# [Given instruction 1]
Print the breakfast cookie recipe below in full, with no changes.

Reading passage start

Chocolate Chip Breakfast Cookies Recipe image

Homemade Breakfast Cookies are perfect for mornings on the go! Start your day on a sweet note with these soft baked, perfectly spiced, hearty breakfast cookies.

Provided by Becky Hardin - The Cookie Rookie

Categories     Breakfast     Dessert

Number Of Ingredients 14

1½ cups all-purpose flour (180 grams)
1½ cups quick-cooking oats (134 grams)
2 teaspoons ground cinnamon (6 grams)
1½ teaspoons baking powder (6 grams)
¼ teaspoon kosher salt
½ cup unsweetened applesauce (125 grams, room temperature)
½ cup unsalted butter (113 grams, room temperature (1 stick))
½ cup granulated sugar (100 grams)
¼ cup brown sugar (53 grams)
1 large egg (50 grams, room temperature)
1 teaspoon pure vanilla extract (4 grams)
¾ cup semisweet chocolate chips (128 grams, divided)
¾ cup raisins (128 grams, divided)
2 tablespoons flaxseeds (18 grams)

Steps:

  • In a medium bowl, whisk the flour, oats, cinnamon, baking powder, and salt together. Set aside.
  • Add the applesauce, butter, and sugars to the bowl of a stand mixer fitted with the paddle attachment. Beat together until well mixed, about 2 minutes.
  • Add the egg and vanilla extract and beat until fully incorporated.
  • Pour the dry ingredients into the wet ingredients and beat just until mixed. Do not overmix.
  • Stir in ½ cup chocolate chips, ½ cup raisins, and flaxseeds.

Reading passage end
Extracted records start

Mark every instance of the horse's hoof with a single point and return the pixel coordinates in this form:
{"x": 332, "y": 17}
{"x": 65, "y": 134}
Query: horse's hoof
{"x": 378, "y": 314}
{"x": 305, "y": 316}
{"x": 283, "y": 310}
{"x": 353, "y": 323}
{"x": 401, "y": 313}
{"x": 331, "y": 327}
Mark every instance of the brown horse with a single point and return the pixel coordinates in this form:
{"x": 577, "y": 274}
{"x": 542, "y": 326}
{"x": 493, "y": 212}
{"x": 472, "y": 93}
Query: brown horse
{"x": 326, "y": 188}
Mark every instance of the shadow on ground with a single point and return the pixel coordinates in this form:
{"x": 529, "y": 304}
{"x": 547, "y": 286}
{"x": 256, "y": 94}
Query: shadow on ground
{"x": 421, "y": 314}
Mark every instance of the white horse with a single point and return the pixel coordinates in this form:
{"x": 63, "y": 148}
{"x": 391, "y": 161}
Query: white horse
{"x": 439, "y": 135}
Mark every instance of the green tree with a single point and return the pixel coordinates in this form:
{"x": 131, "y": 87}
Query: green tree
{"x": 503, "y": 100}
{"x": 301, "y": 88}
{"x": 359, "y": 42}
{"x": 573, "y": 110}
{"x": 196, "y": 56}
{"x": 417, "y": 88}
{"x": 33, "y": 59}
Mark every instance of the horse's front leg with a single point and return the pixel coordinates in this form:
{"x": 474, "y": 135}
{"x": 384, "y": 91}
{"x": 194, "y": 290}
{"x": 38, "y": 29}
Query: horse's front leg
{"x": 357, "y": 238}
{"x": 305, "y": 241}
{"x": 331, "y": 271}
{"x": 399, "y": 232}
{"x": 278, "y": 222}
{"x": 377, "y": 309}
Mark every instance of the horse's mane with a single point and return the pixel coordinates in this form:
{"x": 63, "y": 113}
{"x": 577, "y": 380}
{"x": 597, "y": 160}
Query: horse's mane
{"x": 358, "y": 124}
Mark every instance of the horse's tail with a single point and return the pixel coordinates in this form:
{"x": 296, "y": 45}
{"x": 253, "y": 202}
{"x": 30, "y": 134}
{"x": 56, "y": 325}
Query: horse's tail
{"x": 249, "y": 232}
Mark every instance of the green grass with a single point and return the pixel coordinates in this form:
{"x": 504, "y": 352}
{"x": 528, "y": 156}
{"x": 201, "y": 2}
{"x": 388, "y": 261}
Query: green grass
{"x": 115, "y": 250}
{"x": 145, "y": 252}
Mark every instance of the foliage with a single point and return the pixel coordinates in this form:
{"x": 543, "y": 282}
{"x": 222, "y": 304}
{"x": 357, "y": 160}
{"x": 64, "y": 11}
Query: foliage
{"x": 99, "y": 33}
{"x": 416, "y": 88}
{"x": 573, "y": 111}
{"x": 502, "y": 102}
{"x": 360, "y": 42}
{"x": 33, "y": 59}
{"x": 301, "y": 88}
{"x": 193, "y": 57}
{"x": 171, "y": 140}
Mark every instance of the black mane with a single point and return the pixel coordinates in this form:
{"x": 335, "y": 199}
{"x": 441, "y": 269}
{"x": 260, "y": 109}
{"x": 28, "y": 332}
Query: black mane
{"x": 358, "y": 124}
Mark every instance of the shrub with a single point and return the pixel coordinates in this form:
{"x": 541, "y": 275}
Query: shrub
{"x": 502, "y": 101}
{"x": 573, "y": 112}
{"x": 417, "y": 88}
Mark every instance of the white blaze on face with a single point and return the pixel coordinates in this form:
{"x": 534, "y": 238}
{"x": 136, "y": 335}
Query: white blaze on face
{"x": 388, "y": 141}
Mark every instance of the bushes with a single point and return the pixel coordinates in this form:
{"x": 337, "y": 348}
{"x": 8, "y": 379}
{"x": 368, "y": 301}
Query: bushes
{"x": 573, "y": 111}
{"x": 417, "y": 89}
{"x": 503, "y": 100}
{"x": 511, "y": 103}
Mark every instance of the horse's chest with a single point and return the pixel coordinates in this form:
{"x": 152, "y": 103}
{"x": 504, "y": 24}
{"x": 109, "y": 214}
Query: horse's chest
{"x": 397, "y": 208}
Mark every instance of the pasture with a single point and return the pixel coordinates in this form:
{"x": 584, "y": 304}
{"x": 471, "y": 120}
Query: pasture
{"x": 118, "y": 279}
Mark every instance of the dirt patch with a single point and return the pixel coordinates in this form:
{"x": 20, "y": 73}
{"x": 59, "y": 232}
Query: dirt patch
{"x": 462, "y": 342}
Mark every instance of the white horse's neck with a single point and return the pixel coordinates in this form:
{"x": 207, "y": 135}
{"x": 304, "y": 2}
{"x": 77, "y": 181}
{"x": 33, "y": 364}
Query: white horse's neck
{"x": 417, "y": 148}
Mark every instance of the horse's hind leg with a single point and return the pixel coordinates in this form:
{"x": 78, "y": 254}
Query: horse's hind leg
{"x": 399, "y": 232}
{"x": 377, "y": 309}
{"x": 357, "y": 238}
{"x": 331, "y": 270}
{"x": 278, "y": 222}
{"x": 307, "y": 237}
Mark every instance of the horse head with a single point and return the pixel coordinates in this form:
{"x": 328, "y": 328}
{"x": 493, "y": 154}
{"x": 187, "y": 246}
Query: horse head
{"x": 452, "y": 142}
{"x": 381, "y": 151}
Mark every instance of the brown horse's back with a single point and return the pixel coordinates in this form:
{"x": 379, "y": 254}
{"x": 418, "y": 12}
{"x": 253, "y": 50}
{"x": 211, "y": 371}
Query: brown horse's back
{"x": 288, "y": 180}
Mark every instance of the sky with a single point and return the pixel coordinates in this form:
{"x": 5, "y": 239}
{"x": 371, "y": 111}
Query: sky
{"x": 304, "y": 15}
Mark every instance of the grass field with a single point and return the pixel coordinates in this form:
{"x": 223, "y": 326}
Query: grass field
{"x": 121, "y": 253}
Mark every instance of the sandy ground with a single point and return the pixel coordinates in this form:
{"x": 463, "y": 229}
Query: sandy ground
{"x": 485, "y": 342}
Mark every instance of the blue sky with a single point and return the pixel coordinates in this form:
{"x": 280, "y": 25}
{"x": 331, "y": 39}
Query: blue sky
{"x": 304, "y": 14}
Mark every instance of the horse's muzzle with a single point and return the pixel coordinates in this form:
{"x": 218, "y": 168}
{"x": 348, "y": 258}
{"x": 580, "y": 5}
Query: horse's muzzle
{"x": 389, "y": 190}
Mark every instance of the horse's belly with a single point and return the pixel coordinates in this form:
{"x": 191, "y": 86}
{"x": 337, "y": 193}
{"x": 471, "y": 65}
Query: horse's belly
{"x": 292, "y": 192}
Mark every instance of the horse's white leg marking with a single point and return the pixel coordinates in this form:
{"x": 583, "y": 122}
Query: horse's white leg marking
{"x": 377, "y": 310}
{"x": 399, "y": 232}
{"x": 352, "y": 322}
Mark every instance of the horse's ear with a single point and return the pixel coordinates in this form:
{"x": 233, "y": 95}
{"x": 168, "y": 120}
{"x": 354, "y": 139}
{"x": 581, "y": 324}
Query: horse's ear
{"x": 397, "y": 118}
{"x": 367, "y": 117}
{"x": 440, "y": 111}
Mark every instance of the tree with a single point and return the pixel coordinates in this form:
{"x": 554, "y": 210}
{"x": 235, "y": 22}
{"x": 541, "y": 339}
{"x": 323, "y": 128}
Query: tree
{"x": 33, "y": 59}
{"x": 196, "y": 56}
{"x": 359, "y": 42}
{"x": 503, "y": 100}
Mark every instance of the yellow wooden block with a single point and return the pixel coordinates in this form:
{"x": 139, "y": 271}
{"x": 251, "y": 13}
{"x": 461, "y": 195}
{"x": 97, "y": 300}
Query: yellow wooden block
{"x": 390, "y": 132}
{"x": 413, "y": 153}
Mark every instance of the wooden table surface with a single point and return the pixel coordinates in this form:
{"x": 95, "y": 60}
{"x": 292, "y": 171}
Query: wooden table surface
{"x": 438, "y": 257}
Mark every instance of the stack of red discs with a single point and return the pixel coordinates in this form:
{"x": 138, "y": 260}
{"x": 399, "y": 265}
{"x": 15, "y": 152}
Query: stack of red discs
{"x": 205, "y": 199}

Extracted records end
Extracted records start

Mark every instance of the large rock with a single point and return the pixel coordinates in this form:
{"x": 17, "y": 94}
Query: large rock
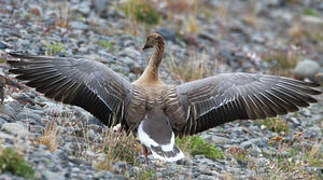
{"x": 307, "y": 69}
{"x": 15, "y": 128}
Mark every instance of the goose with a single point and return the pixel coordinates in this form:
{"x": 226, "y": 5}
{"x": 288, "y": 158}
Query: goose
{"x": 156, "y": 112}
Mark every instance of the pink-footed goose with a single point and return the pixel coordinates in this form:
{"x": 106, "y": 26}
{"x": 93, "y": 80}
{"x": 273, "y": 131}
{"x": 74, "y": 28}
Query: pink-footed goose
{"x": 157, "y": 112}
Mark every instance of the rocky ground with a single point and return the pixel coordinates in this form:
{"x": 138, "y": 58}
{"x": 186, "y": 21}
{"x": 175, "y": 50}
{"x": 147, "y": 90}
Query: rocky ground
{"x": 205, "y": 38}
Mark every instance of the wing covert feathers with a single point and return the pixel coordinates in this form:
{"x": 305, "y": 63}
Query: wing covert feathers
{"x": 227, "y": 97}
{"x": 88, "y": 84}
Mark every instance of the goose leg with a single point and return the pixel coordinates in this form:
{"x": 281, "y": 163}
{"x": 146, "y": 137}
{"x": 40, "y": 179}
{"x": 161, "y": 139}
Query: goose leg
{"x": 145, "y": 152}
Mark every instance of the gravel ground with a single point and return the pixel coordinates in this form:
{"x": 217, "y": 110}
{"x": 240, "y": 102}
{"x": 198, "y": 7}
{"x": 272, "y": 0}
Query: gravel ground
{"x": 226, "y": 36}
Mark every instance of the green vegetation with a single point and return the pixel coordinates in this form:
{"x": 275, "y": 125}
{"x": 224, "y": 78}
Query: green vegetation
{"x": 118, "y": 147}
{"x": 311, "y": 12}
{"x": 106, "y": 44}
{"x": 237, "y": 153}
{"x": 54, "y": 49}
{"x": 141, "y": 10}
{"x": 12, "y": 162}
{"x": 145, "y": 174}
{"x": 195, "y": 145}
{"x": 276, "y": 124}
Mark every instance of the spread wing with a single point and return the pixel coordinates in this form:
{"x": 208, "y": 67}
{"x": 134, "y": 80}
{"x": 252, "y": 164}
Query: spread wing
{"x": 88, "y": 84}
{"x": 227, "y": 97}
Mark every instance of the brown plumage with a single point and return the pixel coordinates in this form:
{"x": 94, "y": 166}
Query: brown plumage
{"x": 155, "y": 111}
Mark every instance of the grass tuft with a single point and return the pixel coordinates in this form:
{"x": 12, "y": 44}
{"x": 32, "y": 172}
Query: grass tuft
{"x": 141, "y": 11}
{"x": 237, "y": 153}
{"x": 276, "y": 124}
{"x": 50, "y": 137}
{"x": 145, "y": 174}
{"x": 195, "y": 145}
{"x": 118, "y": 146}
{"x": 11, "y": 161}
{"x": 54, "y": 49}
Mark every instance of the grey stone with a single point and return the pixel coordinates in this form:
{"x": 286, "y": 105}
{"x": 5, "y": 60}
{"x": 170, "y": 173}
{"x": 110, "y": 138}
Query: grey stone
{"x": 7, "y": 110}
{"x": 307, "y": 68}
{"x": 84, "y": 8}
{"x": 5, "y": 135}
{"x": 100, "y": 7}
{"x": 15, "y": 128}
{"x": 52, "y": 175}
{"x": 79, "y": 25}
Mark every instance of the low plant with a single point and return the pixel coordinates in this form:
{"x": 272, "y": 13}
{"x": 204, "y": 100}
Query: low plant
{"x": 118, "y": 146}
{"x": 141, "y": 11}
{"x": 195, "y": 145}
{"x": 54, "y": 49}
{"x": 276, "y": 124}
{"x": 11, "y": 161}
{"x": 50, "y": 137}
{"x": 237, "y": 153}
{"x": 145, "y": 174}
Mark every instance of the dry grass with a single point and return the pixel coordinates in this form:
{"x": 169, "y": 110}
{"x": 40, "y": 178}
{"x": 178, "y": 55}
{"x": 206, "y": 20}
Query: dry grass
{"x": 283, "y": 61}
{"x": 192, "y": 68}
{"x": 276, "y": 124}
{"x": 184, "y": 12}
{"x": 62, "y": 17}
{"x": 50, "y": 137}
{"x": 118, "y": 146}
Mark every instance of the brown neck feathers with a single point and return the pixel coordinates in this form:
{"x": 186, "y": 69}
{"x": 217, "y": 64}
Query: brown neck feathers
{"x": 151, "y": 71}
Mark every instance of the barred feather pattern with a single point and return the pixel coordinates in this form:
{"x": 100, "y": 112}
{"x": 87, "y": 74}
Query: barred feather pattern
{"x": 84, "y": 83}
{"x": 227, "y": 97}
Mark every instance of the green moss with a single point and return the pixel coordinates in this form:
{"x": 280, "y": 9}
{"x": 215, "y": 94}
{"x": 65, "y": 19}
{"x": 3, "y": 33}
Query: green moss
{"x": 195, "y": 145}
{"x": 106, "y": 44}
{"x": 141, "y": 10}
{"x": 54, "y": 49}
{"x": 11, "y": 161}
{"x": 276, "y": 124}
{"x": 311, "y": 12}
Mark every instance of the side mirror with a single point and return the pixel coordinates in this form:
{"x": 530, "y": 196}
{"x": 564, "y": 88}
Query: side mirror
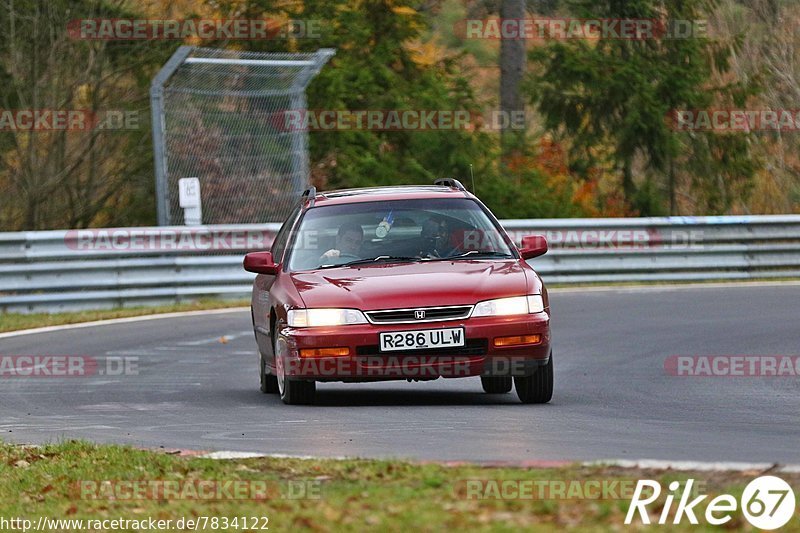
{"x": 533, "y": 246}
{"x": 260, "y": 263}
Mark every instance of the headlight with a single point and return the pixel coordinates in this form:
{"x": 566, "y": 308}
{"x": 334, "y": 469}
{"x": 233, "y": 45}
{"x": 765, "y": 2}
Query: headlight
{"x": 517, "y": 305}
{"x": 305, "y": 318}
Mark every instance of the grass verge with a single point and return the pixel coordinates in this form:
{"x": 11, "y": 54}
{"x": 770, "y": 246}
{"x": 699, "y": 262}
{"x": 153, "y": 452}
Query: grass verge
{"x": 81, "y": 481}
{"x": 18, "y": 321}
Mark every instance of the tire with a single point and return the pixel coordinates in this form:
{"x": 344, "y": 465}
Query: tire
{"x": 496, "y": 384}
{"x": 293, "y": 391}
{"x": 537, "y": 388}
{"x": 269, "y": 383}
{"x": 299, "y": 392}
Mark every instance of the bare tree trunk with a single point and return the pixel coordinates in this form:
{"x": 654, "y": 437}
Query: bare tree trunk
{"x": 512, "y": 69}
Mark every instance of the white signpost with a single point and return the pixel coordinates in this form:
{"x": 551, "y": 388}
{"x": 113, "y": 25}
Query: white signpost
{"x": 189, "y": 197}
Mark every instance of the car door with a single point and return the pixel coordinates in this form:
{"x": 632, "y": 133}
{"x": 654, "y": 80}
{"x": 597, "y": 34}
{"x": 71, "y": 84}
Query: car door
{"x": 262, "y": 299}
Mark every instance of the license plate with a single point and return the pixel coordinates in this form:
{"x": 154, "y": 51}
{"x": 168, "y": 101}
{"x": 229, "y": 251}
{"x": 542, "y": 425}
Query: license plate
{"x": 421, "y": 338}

Extracted records end

# [Given instruction 2]
Count the lines of the records above that contain the string "plant", treating uppercase and lowercase as different, and reply with the number alone.

# [Written solution 1]
Chocolate Chip Breakfast Cookies Recipe image

Homemade Breakfast Cookies are perfect for mornings on the go! Start your day on a sweet note with these soft baked, perfectly spiced, hearty breakfast cookies.

Provided by Becky Hardin - The Cookie Rookie

Categories     Breakfast     Dessert

Number Of Ingredients 14

1½ cups all-purpose flour (180 grams)
1½ cups quick-cooking oats (134 grams)
2 teaspoons ground cinnamon (6 grams)
1½ teaspoons baking powder (6 grams)
¼ teaspoon kosher salt
½ cup unsweetened applesauce (125 grams, room temperature)
½ cup unsalted butter (113 grams, room temperature (1 stick))
½ cup granulated sugar (100 grams)
¼ cup brown sugar (53 grams)
1 large egg (50 grams, room temperature)
1 teaspoon pure vanilla extract (4 grams)
¾ cup semisweet chocolate chips (128 grams, divided)
¾ cup raisins (128 grams, divided)
2 tablespoons flaxseeds (18 grams)

Steps:

  • In a medium bowl, whisk the flour, oats, cinnamon, baking powder, and salt together. Set aside.
  • Add the applesauce, butter, and sugars to the bowl of a stand mixer fitted with the paddle attachment. Beat together until well mixed, about 2 minutes.
  • Add the egg and vanilla extract and beat until fully incorporated.
  • Pour the dry ingredients into the wet ingredients and beat just until mixed. Do not overmix.
  • Stir in ½ cup chocolate chips, ½ cup raisins, and flaxseeds.

# [Written solution 2]
2